* Records provided
_ _ _ _

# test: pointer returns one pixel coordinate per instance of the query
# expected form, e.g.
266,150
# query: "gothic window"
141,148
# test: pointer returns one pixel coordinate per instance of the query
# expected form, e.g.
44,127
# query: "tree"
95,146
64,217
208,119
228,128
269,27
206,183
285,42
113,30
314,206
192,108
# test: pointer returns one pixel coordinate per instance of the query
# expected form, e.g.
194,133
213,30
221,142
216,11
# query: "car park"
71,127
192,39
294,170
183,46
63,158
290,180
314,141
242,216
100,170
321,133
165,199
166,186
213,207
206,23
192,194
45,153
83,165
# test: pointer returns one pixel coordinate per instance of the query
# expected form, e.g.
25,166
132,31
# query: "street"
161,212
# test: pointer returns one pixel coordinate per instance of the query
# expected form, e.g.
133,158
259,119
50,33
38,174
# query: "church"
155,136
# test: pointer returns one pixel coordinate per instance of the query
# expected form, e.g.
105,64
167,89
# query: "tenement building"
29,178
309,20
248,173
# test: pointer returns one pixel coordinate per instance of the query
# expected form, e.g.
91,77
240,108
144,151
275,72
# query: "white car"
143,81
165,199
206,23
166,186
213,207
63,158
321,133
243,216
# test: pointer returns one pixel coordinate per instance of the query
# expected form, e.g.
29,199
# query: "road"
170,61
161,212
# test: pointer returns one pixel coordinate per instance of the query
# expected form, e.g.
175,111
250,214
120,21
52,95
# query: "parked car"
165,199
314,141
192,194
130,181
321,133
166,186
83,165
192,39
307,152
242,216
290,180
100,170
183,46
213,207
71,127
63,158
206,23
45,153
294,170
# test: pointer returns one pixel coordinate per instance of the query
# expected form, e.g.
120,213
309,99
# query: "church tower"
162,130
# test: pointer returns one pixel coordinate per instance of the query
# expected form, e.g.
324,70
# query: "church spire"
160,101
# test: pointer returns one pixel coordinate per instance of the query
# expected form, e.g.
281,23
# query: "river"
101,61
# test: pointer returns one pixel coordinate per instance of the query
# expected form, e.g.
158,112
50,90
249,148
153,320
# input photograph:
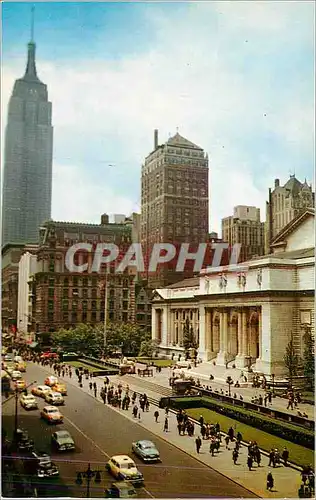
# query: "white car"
28,402
123,468
40,390
54,398
16,375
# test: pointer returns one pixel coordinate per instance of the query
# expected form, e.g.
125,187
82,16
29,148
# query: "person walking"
166,425
285,456
227,439
271,458
198,444
258,457
270,481
235,456
103,395
231,433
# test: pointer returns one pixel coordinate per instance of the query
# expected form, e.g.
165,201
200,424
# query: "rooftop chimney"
104,219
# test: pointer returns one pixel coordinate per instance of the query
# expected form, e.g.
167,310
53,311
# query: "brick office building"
245,228
174,201
246,316
10,254
62,299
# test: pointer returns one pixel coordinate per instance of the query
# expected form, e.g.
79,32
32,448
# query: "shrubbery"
278,428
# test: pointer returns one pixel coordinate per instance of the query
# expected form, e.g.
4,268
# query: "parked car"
63,441
61,388
22,442
28,401
123,468
49,355
16,375
41,465
51,380
20,385
122,489
146,450
21,366
40,390
52,415
54,398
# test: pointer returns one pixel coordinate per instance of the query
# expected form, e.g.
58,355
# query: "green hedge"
285,430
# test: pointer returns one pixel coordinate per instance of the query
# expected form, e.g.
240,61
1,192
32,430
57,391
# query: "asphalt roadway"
100,432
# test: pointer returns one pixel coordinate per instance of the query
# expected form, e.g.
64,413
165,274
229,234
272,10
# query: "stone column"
169,326
202,334
154,329
222,356
259,365
164,339
240,360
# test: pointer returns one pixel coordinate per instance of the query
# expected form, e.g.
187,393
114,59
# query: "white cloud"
107,111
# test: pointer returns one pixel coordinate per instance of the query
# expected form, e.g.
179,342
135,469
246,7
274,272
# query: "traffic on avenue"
99,451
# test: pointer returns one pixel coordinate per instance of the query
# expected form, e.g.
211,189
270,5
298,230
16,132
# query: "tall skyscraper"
285,203
27,178
245,228
174,200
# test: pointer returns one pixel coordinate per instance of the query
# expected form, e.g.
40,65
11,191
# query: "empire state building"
27,176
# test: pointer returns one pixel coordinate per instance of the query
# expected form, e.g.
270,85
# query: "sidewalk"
247,393
286,479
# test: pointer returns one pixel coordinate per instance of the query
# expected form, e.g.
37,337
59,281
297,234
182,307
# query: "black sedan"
63,441
41,465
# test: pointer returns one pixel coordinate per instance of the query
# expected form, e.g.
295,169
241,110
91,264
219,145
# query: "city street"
100,432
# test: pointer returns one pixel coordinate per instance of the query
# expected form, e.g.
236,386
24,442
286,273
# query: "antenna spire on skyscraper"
32,23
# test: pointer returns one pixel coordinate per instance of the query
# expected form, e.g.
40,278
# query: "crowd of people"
123,398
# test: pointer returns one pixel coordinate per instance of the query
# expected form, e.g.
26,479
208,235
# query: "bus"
5,382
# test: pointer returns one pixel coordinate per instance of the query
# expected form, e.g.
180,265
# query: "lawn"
298,454
164,363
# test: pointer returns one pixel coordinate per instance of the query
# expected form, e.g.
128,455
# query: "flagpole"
105,310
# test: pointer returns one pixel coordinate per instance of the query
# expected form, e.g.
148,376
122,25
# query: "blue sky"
235,77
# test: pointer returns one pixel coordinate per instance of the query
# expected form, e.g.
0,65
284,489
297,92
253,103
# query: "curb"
243,443
144,426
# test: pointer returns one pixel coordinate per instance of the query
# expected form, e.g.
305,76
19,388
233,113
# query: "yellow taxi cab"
40,390
51,380
20,384
123,468
21,366
51,414
61,388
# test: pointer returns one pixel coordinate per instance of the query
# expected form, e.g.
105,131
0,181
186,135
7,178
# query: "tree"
309,356
291,359
89,340
189,340
148,348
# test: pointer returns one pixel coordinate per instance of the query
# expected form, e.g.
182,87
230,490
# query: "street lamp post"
89,474
16,411
229,381
105,285
16,396
272,375
105,311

_ _ _ _

All of the data above should be quoted exactly, except for the pictures.

# test: pointer returns one pixel coordinate per instance of the query
# expected form, e.g.
266,150
# query: "gothic window"
141,148
# test: pointer returns one pixel coordinate per instance of the query
# expected form, e.g.
44,127
# query: "tree"
95,146
64,217
208,119
228,128
269,27
206,183
285,42
113,30
314,206
192,108
# test: pointer returns one pixel coordinate per instance of the query
# expected form, e.g.
194,133
213,30
221,142
216,11
# query: "car park"
71,127
192,39
294,170
183,46
63,158
290,180
314,141
242,216
100,170
321,133
165,199
166,186
213,207
206,23
192,194
45,153
83,165
# test: pointer returns one pixel coordinate per instance of the query
# expected form, e.g.
25,166
132,31
# query: "street"
161,212
# test: pointer returns one pixel coordinate per instance of the query
# expected form, e.g.
133,158
259,119
50,33
38,174
# query: "church"
155,136
# test: pointer returns one pixel coordinate per instance of the query
# expected form, e.g.
105,64
167,89
# query: "tenement building"
29,178
309,20
248,173
# test: pointer returns one pixel coordinate per instance of the query
# expected form, e.g.
91,77
240,108
144,151
275,72
# query: "white car"
143,81
165,199
206,23
166,186
213,207
63,158
321,133
243,216
# test: pointer returns one pixel coordinate per instance of the query
# expected form, e.g.
29,199
# query: "road"
170,61
161,212
# test: pointer returns one pixel coordinate per instance of the query
# expected form, e.g.
175,111
250,214
120,21
52,95
# query: "parked car"
165,199
314,141
192,194
130,181
321,133
166,186
83,165
192,39
307,152
242,216
290,180
100,170
183,46
213,207
71,127
63,158
206,23
45,153
294,170
# test: pointer returns one pixel coordinate per instance of the query
# expected form, e.g.
120,213
309,99
# query: "church tower"
162,130
# test: pointer returns one pixel coordinate per instance of the query
# expected form, e.g.
324,70
# query: "church spire"
160,101
# test: pointer returns one pixel coordinate per instance of the query
# expected form, e.g.
281,23
# query: "river"
101,61
# test: pointer returns one pixel coordinate per instance of the query
# expected form, e.g.
158,112
50,90
249,148
153,320
# input photograph:
# query: "white car"
28,402
123,468
40,390
54,398
16,375
# test: pointer returns one pixel coordinate per instance of the query
# expected form, e.g.
125,187
82,16
29,148
# query: "person walking"
166,425
285,456
227,439
271,458
198,444
258,457
270,481
235,456
103,395
231,433
# test: pointer returns one pixel coordinate per instance of the query
# expected form, e.g.
165,201
200,424
# query: "rooftop chimney"
104,219
# test: pointer returns one pixel coordinate per instance of the query
# expected form, e.g.
167,310
53,311
# query: "brick office building"
245,228
174,201
246,316
10,254
62,299
# test: pointer returns one pixel coordinate per instance of the query
# expected form, e.g.
79,32
32,448
# query: "shrubbery"
278,428
# test: pointer returns one pixel coordinate per instance of the query
# expected form, e.g.
4,268
# query: "parked car"
63,441
61,388
22,442
28,401
123,468
49,355
16,375
41,465
51,380
20,385
122,489
146,450
21,366
40,390
52,415
54,398
# test: pointer returns one pixel coordinate per instance of the query
# expected form, e.g.
58,355
# query: "green hedge"
285,430
# test: pointer returns one pixel coordinate per instance of the query
# expected form, e.g.
240,61
1,192
32,430
57,391
# query: "asphalt roadway"
100,432
# test: pointer returns one pixel coordinate per instance of the query
# expected form, e.g.
64,413
165,274
229,234
272,10
# query: "stone column"
169,326
202,334
154,329
222,356
259,365
164,339
240,360
# test: pointer returns one pixel coordinate per instance of the query
# expected form, e.g.
187,393
114,59
# query: "white cloud"
107,111
# test: pointer returns one pixel coordinate per instance of the query
# expected form, e.g.
179,342
135,469
246,7
274,272
# query: "traffic on avenue"
99,451
# test: pointer returns one pixel coordinate per instance of the query
# expected form, e.g.
211,189
270,5
298,230
16,132
# query: "tall skyscraper"
285,203
27,178
245,228
174,200
# test: pointer returns one pixel coordinate per instance of the query
# expected form, e.g.
40,65
11,191
# query: "empire state building"
27,176
# test: pointer returns one pixel coordinate per instance of the query
# expected form, e.g.
270,85
# query: "sidewalk"
247,393
286,479
# test: pointer returns one pixel coordinate per instance of the query
# expected form, e.g.
37,337
59,281
297,234
182,307
# query: "black sedan"
63,441
41,465
# test: pointer returns one pixel coordinate per instance of the query
# expected form, e.g.
295,169
241,110
91,264
219,145
# query: "city street"
100,432
# test: pointer returns one pixel coordinate per instance of the query
# expected form, e.g.
236,386
24,442
286,273
# query: "antenna spire on skyscraper"
32,23
# test: pointer returns one pixel coordinate per instance of the query
# expected form, e.g.
40,278
# query: "crowd of people"
123,398
# test: pointer returns one pixel coordinate per instance of the query
# expected form, e.g.
26,479
208,235
# query: "bus"
5,382
# test: pointer returns one pixel coordinate per instance of the query
# expected form, e.g.
180,265
# query: "lawn"
298,454
164,363
# test: pointer returns one pixel coordinate per instance of the query
# expected form, e.g.
128,455
# query: "flagpole"
105,310
# test: pointer returns one pixel coordinate per instance of the query
# expected form, e.g.
148,376
122,25
# query: "blue sky"
235,77
# test: pointer returns one pixel coordinate per instance of the query
# expected form, e.g.
0,65
284,489
297,92
253,103
# query: "curb"
243,443
144,426
# test: pointer returns one pixel coordinate per instance of the query
# expected form, e.g.
305,76
19,388
233,113
# query: "yellow taxi cab"
40,390
51,380
20,384
123,468
21,366
51,414
61,388
# test: pointer returns one pixel coordinate per instance of the query
# expected form, e.g.
105,131
0,181
186,135
7,178
# query: "tree"
309,356
291,359
89,340
189,340
148,348
# test: pointer returns one pixel coordinate per instance of the query
# expected form, e.g.
182,87
230,490
# query: "street lamp post"
89,474
16,411
229,381
105,285
16,396
272,375
105,311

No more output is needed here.